= BACAAN =
'''

Menyikapi Pujian dan Menghindari Bahayanya
Jum'at, 10 Juli 2020 - 16:06 WIB
Dalam kehidupan sehari-hari, pasti akan menemui berbagai karakter manusia. Salah satunya, seseorang yang selalu gemar memuji, dipuji atau bahkan yang gila pujian. Soal pujian ini, ternyata ada bahaya yang mengintainya.
Ketika memuji, mungkin saja karena selalu berharap ada komentar baik terhadapnya, kemudian yang dipuji-dipuji juga bisa membawa lupa dan takjub pada diri sendiri.
Bagaimana Islam memandang hal ini? Hakikatnya,pujian adalah ujian , karena fitnah (ujian) itu bisa berupa ujian kebaikan maupun keburukan. Allah Ta'ala berfirman :
ﻭَﻧَﺒْﻠُﻮﻛُﻢ ﺑِﺎﻟﺸَّﺮِّ ﻭَﺍﻟْﺨَﻴْﺮِ ﻓِﺘْﻨَﺔً ﻭَﺇِﻟَﻴْﻨَﺎ ﺗُﺮْﺟَﻌُﻮﻥَ
“Kami akan menguji kamu dengan keburukan dan kebaikan sebagai cobaan (yang sebenar-benarnya), dan hanya kepada Kami-lah kamu dikembalikan” (QS. Al-Anbiya’: 35).
Pujian seseorang kepada orang lain biasanya disampaikan dengan kata-kata manis. Ada yang betul-betul ikhlas memberikannya karena seseorang itu layak dipuji, namun ada pula dicampuri dengan pamrih tertentu. Pamrih inilah, umumnya berkonotasi negatif, yang sesungguhnya yang amat berbahaya. (Baca juga : Cara Bertaubat dari Tabarruj Menurut Al-Qur'an )

'''

= DATA YANG DIBERIKAN =
'''

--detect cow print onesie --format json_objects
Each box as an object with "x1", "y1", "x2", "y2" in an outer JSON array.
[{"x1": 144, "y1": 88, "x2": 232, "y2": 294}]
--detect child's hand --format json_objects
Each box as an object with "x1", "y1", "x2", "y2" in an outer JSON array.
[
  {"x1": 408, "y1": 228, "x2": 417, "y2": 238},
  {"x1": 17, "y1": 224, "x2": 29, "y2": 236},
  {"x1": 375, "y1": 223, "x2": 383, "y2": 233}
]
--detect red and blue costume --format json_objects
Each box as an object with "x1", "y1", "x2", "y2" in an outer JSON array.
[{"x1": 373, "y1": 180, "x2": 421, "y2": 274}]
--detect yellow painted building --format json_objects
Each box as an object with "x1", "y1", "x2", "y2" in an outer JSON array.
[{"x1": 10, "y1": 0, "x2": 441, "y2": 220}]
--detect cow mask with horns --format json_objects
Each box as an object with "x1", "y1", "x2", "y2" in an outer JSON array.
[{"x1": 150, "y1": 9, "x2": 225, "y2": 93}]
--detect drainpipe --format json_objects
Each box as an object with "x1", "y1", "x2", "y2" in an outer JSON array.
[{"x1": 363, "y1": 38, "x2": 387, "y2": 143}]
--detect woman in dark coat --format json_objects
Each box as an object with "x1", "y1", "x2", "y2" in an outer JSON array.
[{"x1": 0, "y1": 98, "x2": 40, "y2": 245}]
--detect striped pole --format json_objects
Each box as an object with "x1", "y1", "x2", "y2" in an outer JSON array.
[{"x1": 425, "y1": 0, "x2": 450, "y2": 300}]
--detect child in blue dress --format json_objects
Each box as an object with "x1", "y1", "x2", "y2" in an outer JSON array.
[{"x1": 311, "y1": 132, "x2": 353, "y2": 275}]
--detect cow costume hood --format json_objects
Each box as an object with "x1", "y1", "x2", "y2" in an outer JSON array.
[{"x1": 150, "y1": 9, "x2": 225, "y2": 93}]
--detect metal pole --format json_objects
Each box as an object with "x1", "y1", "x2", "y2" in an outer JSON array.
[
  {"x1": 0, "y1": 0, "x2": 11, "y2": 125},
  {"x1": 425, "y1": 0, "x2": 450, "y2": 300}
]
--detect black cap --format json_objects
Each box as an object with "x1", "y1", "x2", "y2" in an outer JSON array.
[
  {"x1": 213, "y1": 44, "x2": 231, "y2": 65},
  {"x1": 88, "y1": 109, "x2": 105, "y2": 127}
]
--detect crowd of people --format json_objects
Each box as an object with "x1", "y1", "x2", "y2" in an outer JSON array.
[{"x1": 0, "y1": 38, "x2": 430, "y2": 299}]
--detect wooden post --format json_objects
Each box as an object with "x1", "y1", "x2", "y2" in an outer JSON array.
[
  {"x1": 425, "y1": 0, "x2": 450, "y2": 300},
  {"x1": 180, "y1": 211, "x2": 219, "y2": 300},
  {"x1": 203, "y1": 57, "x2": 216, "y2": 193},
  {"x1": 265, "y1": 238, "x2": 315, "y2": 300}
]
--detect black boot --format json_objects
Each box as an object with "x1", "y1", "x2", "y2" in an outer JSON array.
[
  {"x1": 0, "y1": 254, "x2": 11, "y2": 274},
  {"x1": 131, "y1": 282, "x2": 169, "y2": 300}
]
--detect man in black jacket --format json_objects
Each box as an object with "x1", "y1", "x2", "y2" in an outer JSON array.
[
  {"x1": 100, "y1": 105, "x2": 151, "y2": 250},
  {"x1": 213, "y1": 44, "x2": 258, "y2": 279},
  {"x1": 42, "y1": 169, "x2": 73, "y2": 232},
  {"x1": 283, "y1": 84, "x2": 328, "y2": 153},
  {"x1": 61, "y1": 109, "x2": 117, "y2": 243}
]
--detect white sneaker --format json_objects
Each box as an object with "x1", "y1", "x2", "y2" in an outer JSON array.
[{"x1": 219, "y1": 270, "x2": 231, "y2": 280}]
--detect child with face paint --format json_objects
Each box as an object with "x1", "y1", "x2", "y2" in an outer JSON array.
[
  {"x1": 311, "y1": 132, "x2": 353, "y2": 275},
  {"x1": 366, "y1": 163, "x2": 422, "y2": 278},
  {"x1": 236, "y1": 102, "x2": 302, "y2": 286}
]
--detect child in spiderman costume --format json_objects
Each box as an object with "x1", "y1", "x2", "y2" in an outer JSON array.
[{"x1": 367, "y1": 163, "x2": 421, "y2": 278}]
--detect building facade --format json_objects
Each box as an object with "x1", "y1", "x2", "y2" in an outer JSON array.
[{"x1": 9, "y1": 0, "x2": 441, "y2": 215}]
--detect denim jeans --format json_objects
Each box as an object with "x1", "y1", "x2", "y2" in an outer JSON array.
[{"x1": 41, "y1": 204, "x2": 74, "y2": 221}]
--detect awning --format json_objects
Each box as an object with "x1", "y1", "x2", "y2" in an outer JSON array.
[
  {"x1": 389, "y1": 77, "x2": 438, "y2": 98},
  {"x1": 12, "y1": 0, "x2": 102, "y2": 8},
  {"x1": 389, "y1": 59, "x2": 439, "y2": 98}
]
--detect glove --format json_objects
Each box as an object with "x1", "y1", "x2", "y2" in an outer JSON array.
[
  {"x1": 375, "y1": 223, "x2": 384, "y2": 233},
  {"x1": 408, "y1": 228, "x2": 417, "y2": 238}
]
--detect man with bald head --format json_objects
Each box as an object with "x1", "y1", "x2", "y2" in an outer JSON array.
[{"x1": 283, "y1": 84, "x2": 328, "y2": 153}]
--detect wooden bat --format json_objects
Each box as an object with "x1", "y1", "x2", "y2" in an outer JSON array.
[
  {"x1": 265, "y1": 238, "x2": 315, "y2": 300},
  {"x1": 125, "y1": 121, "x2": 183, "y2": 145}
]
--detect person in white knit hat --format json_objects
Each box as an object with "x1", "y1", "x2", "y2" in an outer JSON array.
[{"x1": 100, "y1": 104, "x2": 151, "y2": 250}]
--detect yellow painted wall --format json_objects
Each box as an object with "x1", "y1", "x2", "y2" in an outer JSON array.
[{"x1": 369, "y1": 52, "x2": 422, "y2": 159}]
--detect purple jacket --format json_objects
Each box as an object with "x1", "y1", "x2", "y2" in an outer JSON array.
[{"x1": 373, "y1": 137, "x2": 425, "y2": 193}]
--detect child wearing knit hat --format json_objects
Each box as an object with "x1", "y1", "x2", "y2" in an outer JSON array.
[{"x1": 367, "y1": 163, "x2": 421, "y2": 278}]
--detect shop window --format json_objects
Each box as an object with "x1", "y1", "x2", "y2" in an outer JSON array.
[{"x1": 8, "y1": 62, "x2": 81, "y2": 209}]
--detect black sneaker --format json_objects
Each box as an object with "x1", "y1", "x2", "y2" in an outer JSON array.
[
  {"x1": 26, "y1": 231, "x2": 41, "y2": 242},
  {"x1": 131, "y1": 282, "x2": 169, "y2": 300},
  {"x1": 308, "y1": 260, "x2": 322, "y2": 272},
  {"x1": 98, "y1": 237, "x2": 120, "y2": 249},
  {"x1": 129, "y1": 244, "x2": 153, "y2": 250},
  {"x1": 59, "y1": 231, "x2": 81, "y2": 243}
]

'''
'''

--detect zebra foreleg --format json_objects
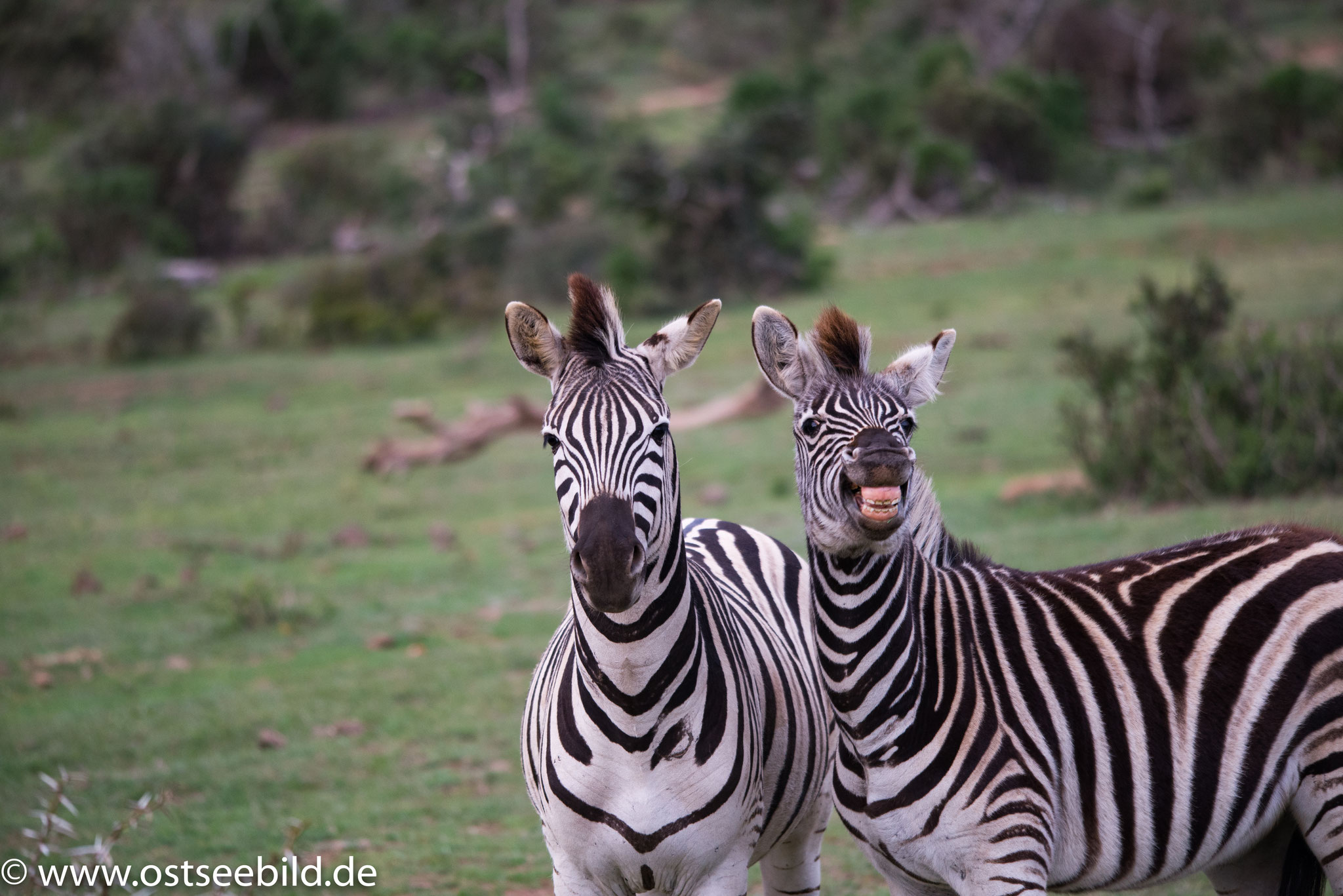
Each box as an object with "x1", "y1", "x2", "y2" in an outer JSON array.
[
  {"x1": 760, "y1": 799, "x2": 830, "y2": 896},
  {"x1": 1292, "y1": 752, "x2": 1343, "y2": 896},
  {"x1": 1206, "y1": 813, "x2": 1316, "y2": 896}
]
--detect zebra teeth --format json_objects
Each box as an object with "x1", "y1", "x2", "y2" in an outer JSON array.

'''

= PETUNJUK PENGERJAAN =
**A)** Dalam bacaan tentang pujian, ayat Al-Qur'an mana yang dikutip untuk menunjukkan bahwa manusia diuji dengan keburukan dan kebaikan?
**B)** Lanjutkan tulisan tentang pujian dalam Islam mulai dari bagian terakhirnya.

= JAWABAN SOAL =
**A)** QS. Al-Anbiya’ ayat 35.

**B)**
Dari Abu Bakrah, ia menceritakan bahwa ada seorang pria yang disebutkan di hadapan Rasulullah Shallallahu ‘alaihi wa sallam, lalu seorang hadirin memuji orang tersebut. Rasulullah Shallallahu ‘alaihi wa sallam lalu bersabda,
ويحك قطعت عنق صاحبك، (يقوله مراراً)، إن كان أحدكم مادحاً لا محالة، فليقل: أحسِبَ كذا وكذا- إن كان يرى أنه كذلك – وحسيبه الله، ولا يزكي على الله أحداً
“Celaka engkau, engkau telah memotong leher temanmu (berulang kali beliau mengucapkan perkataan itu). Jika salah seorang di antara kalian terpaksa/harus memuji, maka ucapkanlah, ”’Saya kira si fulan demikian kondisinya.” -Jika dia menganggapnya demikian-. Adapun yang mengetahui kondisi sebenarnya adalah Allah dan janganlah mensucikan seorang di hadapan Allah.” (Shahih Bukhari)
Abu Musa berkata, “Rasulullah Shallallahu ‘alaihi wa sallam mendengar seorang pria berlebih-lebihan dalam memuji seorang.
Rasulullah Shallallahu ‘alaihi wa sallam lalu bersabda,
أهْلَكْتُم- أو قطعتم ظهرَ – الرجل
”Kalian telah membinasakan atau mematahkan punggung orang itu.”(Shahih [Bukhari: 78-Kitab Al Adab)
.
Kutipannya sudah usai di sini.